Source records:
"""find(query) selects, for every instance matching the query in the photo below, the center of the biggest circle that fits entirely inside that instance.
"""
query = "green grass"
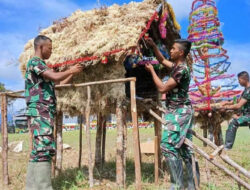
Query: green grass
(73, 178)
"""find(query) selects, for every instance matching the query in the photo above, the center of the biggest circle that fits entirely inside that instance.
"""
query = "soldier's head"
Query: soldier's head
(43, 46)
(243, 78)
(180, 49)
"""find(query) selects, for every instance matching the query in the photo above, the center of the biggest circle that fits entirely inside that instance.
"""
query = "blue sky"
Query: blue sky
(20, 20)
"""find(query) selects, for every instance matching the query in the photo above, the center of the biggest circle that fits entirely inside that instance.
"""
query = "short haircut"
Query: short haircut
(244, 74)
(39, 39)
(185, 45)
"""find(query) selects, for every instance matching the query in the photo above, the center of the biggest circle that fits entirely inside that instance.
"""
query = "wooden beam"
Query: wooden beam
(59, 142)
(4, 131)
(88, 134)
(224, 157)
(80, 141)
(95, 83)
(220, 166)
(135, 136)
(119, 146)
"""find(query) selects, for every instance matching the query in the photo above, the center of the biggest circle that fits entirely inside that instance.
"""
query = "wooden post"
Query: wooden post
(53, 165)
(59, 143)
(119, 143)
(220, 166)
(194, 173)
(98, 142)
(157, 126)
(224, 157)
(103, 141)
(88, 134)
(4, 131)
(124, 145)
(80, 141)
(135, 136)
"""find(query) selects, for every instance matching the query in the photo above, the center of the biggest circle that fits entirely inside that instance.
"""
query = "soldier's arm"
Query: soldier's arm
(60, 76)
(241, 103)
(159, 55)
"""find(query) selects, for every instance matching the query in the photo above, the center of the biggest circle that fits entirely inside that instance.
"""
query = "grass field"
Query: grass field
(73, 178)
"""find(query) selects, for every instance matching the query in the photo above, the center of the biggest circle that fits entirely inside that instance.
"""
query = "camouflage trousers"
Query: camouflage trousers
(43, 144)
(179, 121)
(232, 129)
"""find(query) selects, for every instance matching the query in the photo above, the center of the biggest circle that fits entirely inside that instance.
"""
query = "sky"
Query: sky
(21, 20)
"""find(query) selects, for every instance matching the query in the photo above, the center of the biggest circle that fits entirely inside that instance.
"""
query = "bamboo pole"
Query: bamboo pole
(124, 146)
(59, 143)
(223, 168)
(4, 139)
(103, 141)
(98, 142)
(119, 144)
(96, 83)
(80, 142)
(224, 157)
(88, 134)
(135, 136)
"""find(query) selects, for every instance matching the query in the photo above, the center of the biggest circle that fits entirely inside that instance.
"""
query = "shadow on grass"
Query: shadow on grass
(74, 178)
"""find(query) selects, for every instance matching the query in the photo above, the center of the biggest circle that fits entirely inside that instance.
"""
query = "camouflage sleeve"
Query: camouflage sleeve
(178, 74)
(38, 66)
(246, 94)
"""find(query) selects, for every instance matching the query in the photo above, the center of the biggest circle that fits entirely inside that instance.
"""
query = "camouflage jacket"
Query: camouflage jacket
(178, 97)
(39, 92)
(246, 95)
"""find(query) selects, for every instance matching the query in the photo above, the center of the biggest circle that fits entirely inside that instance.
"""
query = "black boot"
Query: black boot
(176, 173)
(190, 177)
(230, 135)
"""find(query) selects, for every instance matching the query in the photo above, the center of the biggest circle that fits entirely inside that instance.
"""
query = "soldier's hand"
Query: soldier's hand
(150, 42)
(76, 69)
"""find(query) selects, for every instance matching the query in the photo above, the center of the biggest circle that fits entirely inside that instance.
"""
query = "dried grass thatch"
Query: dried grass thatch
(93, 33)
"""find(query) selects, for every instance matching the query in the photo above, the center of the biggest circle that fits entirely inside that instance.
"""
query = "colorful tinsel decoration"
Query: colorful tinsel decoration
(211, 83)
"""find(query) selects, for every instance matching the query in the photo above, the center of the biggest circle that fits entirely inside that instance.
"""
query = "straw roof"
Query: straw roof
(92, 33)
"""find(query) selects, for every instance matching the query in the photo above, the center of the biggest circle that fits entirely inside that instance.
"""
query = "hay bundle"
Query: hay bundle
(92, 33)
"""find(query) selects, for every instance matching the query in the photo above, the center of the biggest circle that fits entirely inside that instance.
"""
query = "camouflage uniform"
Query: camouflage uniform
(179, 114)
(179, 117)
(41, 108)
(243, 120)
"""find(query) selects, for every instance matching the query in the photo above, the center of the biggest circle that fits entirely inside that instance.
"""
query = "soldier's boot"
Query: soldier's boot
(190, 177)
(43, 175)
(176, 172)
(230, 135)
(30, 178)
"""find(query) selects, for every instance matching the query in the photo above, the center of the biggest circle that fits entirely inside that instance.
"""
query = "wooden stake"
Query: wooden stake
(135, 136)
(4, 139)
(103, 142)
(194, 173)
(98, 142)
(220, 166)
(59, 143)
(119, 144)
(88, 134)
(80, 142)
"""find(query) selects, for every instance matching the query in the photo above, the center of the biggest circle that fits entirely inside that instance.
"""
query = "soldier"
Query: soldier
(244, 105)
(179, 115)
(41, 109)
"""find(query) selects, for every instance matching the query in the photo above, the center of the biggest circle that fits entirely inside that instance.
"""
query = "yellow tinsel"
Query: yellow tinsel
(171, 12)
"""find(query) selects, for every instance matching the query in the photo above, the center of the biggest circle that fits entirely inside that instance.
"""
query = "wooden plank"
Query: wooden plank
(135, 136)
(224, 157)
(119, 146)
(4, 139)
(88, 135)
(59, 143)
(220, 166)
(80, 142)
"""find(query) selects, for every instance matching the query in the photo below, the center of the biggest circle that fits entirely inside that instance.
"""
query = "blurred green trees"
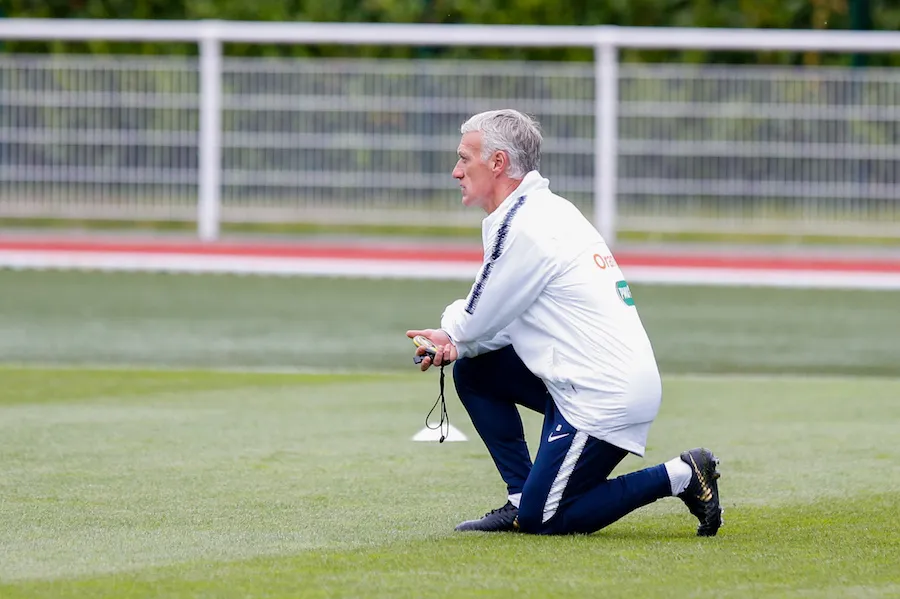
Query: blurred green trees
(785, 14)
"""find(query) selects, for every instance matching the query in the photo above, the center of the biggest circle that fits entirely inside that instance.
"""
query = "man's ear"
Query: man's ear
(499, 162)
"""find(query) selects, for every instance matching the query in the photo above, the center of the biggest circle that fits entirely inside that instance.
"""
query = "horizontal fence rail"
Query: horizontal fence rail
(651, 148)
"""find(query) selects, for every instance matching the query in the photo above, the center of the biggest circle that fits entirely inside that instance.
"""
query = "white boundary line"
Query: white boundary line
(294, 266)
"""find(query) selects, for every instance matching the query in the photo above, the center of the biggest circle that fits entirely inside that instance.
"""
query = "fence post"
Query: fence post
(210, 143)
(606, 94)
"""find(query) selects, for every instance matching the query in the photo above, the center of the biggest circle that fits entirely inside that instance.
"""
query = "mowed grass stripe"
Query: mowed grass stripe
(270, 323)
(246, 484)
(779, 552)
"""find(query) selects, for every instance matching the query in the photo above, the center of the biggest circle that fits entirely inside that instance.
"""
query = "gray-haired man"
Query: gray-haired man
(550, 324)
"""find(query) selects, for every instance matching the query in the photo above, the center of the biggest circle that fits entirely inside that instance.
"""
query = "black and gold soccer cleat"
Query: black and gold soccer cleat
(702, 493)
(502, 519)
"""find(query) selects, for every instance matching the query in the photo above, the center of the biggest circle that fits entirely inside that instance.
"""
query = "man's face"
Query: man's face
(474, 175)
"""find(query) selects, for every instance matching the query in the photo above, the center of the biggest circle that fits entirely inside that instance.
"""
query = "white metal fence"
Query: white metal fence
(692, 148)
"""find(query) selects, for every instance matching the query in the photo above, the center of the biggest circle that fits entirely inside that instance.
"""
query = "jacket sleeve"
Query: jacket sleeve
(501, 339)
(514, 273)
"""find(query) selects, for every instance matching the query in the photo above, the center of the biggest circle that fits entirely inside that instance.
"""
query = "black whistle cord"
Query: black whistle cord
(445, 418)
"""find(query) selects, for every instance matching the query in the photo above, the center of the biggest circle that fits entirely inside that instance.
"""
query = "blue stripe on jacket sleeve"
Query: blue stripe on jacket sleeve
(496, 252)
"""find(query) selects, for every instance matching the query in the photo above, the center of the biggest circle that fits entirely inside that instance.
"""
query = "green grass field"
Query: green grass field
(160, 438)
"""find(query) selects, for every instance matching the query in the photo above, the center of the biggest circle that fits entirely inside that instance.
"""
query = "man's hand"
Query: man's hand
(445, 351)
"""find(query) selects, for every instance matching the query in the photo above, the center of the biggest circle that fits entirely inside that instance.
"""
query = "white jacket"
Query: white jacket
(550, 286)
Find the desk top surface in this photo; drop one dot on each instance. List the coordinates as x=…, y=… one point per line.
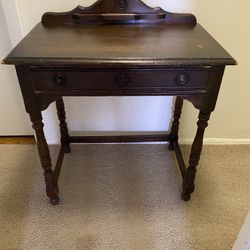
x=134, y=44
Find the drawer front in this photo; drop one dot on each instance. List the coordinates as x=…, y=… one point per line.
x=121, y=79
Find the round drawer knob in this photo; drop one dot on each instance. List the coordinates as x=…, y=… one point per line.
x=59, y=79
x=182, y=78
x=122, y=4
x=122, y=79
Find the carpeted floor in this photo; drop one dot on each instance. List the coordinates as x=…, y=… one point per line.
x=123, y=197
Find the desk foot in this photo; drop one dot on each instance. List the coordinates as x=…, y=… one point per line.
x=67, y=149
x=171, y=146
x=185, y=196
x=172, y=140
x=54, y=201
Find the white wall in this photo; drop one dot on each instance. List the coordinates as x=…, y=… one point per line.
x=14, y=120
x=231, y=120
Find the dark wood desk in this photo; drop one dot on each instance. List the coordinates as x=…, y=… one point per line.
x=118, y=48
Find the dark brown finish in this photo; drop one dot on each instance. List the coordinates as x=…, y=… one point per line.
x=17, y=140
x=43, y=150
x=118, y=48
x=105, y=12
x=176, y=121
x=120, y=138
x=113, y=46
x=56, y=81
x=188, y=182
x=63, y=125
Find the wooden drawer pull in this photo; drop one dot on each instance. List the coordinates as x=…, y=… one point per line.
x=60, y=79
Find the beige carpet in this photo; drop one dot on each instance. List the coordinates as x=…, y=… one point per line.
x=123, y=197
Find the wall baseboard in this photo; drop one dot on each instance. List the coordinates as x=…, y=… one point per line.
x=218, y=141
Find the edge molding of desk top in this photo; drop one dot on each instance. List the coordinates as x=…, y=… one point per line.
x=120, y=33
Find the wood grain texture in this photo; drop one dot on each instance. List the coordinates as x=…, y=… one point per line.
x=119, y=11
x=118, y=48
x=114, y=45
x=17, y=140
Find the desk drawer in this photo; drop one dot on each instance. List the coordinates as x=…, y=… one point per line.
x=121, y=79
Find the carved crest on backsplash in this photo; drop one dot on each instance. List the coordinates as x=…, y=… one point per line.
x=118, y=11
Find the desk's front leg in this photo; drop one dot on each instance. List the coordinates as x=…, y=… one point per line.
x=189, y=178
x=63, y=125
x=43, y=149
x=173, y=137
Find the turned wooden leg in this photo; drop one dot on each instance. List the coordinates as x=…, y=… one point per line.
x=173, y=137
x=43, y=149
x=63, y=125
x=188, y=182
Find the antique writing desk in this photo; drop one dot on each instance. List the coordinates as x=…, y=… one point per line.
x=118, y=48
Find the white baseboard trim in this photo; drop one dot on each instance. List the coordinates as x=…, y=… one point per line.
x=218, y=141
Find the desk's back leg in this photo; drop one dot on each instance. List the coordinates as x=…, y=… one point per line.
x=43, y=150
x=189, y=178
x=63, y=125
x=173, y=137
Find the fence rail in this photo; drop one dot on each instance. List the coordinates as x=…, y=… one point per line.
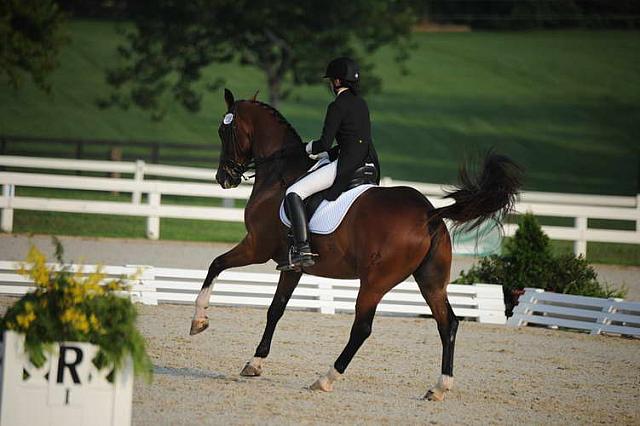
x=483, y=302
x=579, y=207
x=596, y=315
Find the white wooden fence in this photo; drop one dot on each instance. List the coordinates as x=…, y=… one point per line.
x=596, y=315
x=579, y=207
x=483, y=302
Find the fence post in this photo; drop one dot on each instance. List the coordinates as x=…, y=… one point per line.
x=8, y=192
x=138, y=177
x=638, y=214
x=521, y=311
x=326, y=297
x=580, y=245
x=146, y=281
x=490, y=303
x=153, y=221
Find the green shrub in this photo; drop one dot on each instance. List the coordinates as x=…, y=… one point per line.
x=529, y=262
x=68, y=306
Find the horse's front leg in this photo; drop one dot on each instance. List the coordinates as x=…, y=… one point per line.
x=287, y=283
x=243, y=254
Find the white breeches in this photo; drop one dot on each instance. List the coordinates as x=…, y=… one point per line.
x=316, y=181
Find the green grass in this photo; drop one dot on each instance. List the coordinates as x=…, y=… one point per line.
x=97, y=225
x=566, y=104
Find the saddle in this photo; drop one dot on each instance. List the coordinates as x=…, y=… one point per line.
x=365, y=175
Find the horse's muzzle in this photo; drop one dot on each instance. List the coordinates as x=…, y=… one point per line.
x=226, y=179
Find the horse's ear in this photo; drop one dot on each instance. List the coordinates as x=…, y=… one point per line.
x=228, y=97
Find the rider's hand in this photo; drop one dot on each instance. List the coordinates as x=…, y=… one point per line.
x=317, y=156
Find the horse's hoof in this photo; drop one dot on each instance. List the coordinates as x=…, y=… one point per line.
x=434, y=395
x=250, y=370
x=322, y=384
x=198, y=326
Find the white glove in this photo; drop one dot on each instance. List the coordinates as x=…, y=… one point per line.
x=318, y=156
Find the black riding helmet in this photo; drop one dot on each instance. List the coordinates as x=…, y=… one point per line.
x=343, y=68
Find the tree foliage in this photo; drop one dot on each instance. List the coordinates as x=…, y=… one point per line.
x=31, y=37
x=289, y=41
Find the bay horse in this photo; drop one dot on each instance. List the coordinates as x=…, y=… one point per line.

ACTIVITY: Copy, exactly as written, the lines above, beginning with the one that contains "Find the saddle" and ending with the last.

TASK RESULT:
Find the saddle in this photo; drop one dot on each instance. List the coordinates as x=…, y=… one point per line.
x=365, y=175
Find the horse's muzzle in this photo; drop one dot on each instance. List the coordinates as x=…, y=… one point per line.
x=226, y=179
Find the horse's ear in this photo; drop one dot on each instance. List the coordinates as x=…, y=… one point per line.
x=228, y=97
Find the rider's hand in this photo; drop one dot on each instance. List the coordinates as x=…, y=… one point per line.
x=317, y=156
Find the horse's hoof in this photo; drop one dot on each instance. List the coordinates as x=…, y=… one point per line.
x=434, y=395
x=250, y=370
x=322, y=384
x=198, y=326
Find the white glove in this photo; drop one dot on each instance. List the coordinates as x=…, y=… one point per line.
x=318, y=156
Find the black riding helmet in this photo; drop one dot on each instance. List the coordinates as x=…, y=… one point per line.
x=343, y=68
Find the tree foliage in this photo; drop one dot on each instance. List the coordinates as x=…, y=… one point per line.
x=31, y=37
x=289, y=41
Find the bay horse in this photo; drop one dot on each instance. List the coordinates as x=…, y=… one point per line.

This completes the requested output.